## Task to complete
Could you continue the article on S. Francisco Garden in Macau, starting after its last sentence?

S. Francisco Garden (加思欄花園; Jardim de S. Francisco) is a floral garden on Rua de Santa Clara in Sé, Macau.

==History==
The S. Francisco Garden is the oldest garden in Macau. The history of the garden goes back nearly four centuries. In 1580, a convent stood at the site now occupied by the garden. The convent was built by Castilian friars of the Franciscan order. The builders of the convent were supplanted by Portuguese friars five years later. But the name of the Castilian friars remains closely associated with the place even today: The garden continues to be referred to by its Cantonese name 'Ka-Si-Lán-Fa-Yun', meaning 'Garden of the Castilians'.

==Changes==
The garden has undergone some changes down the years. The most significant of the changes took place in the 1920s, when the wave of modernization also impacted the garden. A new road, the Rua de Sta Clara, was built right through the garden, bisecting it. The garden iconic bandstand was demolished. The garden, however, still managed to salvage its character. One of the oldest features of the garden that still survive are the old arches near the Quartel de S. Francisco wall. The ancient giant trees still stand.

## Stored data

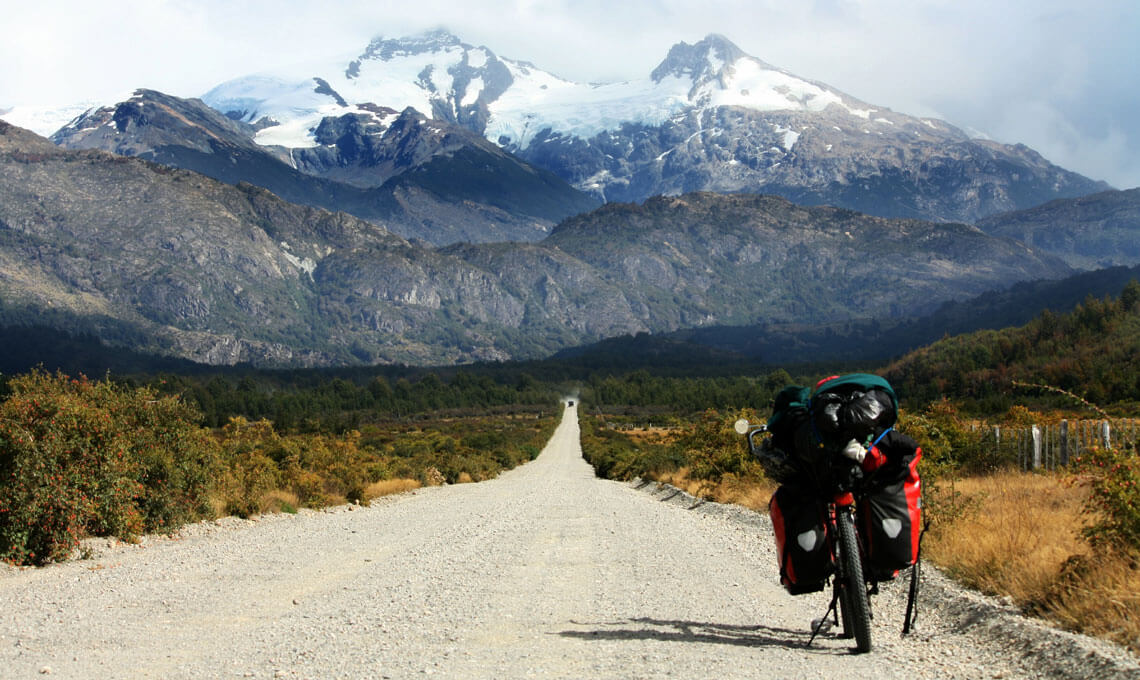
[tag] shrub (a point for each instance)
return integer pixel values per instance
(80, 458)
(1114, 501)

## Result of the exercise
==The garden today==
There is an octagonal pavilion of Chinese architecture on the lower level of the garden. Amazingly, this small building is one of Macau's busiest libraries. The garden also retains most of the beautiful balustrade that goes around it. The balusters also serve as support for the railing of the stairs that join the lower level of the garden to the upper level. On this level the garden features a tower built by the Portuguese military to honour World War I war heroes. Once a military barracks (now used as office for the Secretariat for Security) and officers club, the grounds are now a garden and home to the Association for the handicapped.